Study material -
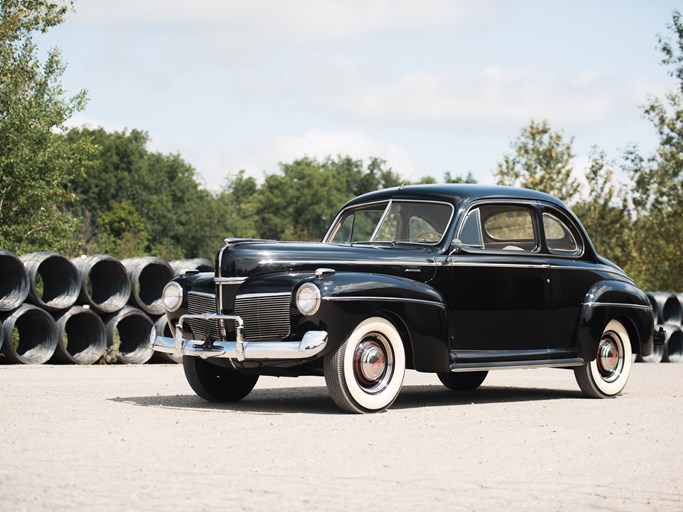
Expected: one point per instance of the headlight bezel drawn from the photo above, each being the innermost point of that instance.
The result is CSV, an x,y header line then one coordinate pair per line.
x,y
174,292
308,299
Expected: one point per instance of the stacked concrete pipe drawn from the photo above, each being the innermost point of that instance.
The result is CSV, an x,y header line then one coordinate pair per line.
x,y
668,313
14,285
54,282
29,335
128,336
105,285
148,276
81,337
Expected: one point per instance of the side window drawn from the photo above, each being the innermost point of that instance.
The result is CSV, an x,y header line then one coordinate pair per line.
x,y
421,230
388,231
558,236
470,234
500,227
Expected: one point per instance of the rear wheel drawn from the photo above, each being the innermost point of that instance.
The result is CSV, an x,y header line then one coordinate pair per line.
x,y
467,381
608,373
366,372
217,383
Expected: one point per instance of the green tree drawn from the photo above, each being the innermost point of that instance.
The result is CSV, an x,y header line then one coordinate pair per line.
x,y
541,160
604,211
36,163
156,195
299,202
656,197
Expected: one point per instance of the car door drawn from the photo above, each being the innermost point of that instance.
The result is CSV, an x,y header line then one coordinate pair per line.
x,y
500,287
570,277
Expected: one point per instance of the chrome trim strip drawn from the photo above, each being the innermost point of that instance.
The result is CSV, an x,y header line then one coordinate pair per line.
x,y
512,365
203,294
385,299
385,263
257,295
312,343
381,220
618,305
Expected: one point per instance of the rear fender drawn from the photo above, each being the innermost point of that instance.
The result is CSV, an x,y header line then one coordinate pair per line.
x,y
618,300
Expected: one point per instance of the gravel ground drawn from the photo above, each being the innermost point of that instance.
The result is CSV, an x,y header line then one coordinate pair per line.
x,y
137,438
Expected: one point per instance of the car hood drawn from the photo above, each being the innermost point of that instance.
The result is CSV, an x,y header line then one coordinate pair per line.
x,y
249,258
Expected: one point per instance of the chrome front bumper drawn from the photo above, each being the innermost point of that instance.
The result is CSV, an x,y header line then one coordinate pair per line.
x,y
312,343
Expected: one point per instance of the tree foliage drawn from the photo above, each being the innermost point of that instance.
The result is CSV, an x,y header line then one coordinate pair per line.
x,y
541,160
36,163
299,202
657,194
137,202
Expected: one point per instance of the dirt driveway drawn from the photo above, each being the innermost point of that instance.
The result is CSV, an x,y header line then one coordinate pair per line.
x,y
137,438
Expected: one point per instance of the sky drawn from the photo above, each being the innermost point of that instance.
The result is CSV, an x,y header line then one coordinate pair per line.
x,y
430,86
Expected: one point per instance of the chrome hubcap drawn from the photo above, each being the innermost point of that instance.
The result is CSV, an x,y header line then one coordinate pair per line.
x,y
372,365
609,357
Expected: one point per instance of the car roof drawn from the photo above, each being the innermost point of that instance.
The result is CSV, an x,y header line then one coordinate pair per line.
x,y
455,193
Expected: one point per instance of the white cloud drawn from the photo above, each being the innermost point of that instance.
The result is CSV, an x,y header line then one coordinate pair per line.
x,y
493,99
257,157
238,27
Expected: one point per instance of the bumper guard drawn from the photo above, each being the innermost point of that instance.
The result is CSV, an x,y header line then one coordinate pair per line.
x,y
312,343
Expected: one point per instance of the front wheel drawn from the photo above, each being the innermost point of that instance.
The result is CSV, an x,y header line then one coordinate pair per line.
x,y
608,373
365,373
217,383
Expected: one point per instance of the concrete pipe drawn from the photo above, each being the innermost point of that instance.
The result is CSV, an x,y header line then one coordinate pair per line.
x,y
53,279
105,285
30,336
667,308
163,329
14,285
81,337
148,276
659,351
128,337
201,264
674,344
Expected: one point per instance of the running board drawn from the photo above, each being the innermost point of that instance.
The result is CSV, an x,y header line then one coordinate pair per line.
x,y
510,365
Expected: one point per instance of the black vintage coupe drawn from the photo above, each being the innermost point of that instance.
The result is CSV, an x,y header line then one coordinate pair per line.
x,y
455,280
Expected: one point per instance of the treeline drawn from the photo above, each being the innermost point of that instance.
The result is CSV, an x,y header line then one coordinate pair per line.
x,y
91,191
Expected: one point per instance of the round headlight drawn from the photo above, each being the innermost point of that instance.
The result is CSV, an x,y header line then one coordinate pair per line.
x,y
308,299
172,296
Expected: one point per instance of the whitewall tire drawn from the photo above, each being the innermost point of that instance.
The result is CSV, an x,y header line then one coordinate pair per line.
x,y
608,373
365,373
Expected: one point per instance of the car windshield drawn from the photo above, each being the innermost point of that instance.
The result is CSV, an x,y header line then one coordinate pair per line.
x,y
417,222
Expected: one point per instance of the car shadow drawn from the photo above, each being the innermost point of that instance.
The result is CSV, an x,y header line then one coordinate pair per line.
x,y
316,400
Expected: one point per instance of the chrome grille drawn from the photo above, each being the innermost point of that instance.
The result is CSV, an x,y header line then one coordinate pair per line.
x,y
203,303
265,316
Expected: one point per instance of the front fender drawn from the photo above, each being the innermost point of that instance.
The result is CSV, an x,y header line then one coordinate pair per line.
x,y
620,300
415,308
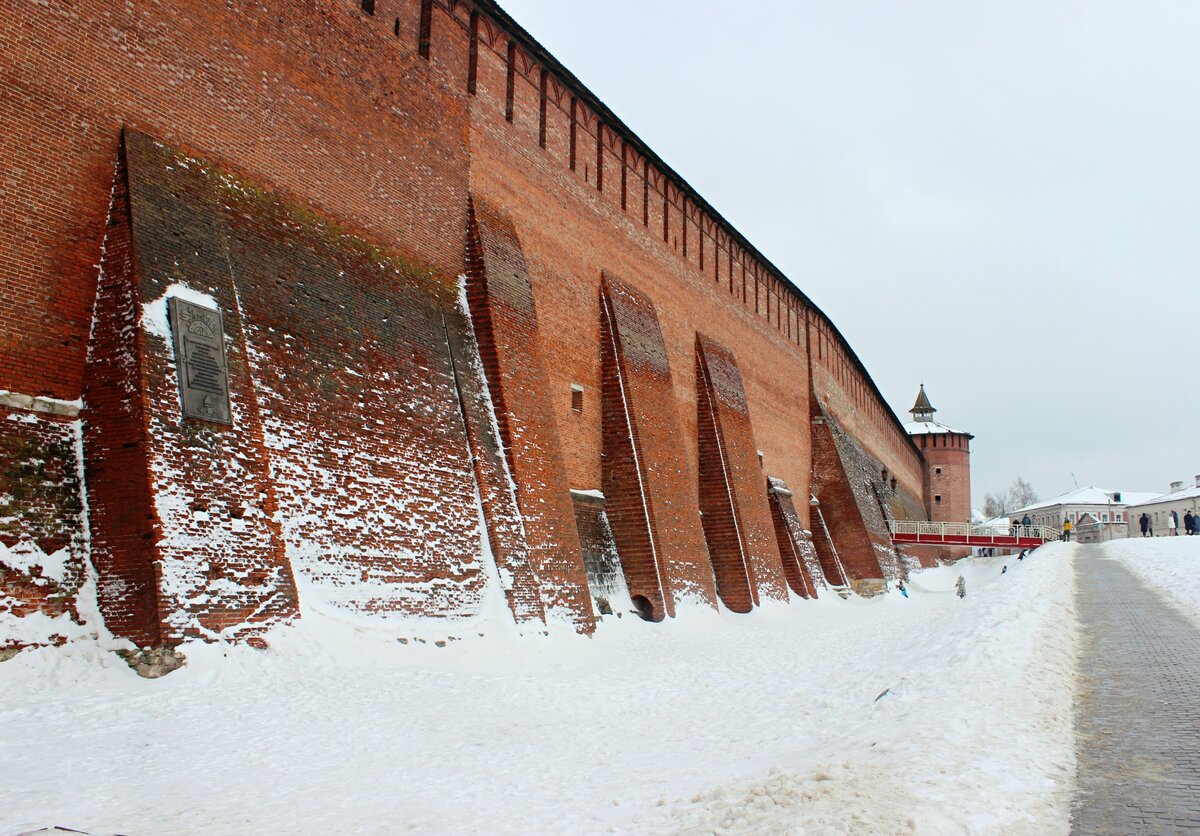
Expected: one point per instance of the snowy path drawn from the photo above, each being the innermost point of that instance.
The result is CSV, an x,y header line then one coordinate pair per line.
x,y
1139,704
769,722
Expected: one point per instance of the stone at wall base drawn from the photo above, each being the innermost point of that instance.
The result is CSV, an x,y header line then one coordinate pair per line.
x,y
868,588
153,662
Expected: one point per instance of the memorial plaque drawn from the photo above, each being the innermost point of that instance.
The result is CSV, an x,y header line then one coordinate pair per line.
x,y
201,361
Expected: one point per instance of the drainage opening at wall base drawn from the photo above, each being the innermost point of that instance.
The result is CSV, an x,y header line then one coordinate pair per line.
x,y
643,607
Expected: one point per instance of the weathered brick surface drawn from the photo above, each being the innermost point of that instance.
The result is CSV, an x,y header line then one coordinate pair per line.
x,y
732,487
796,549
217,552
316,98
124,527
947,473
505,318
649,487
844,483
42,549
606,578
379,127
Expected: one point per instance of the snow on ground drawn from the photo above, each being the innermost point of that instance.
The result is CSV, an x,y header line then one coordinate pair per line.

Work to complete - Reproduce each line of the records in which "concrete" appears.

Answer area -
Expected: one point per instance of the stacked concrete pipe drawn from the photo above, each being the innermost point of that instance.
Expected: one point per instance of the concrete pipe drawn from the photo above, each being the innermost point of that instance.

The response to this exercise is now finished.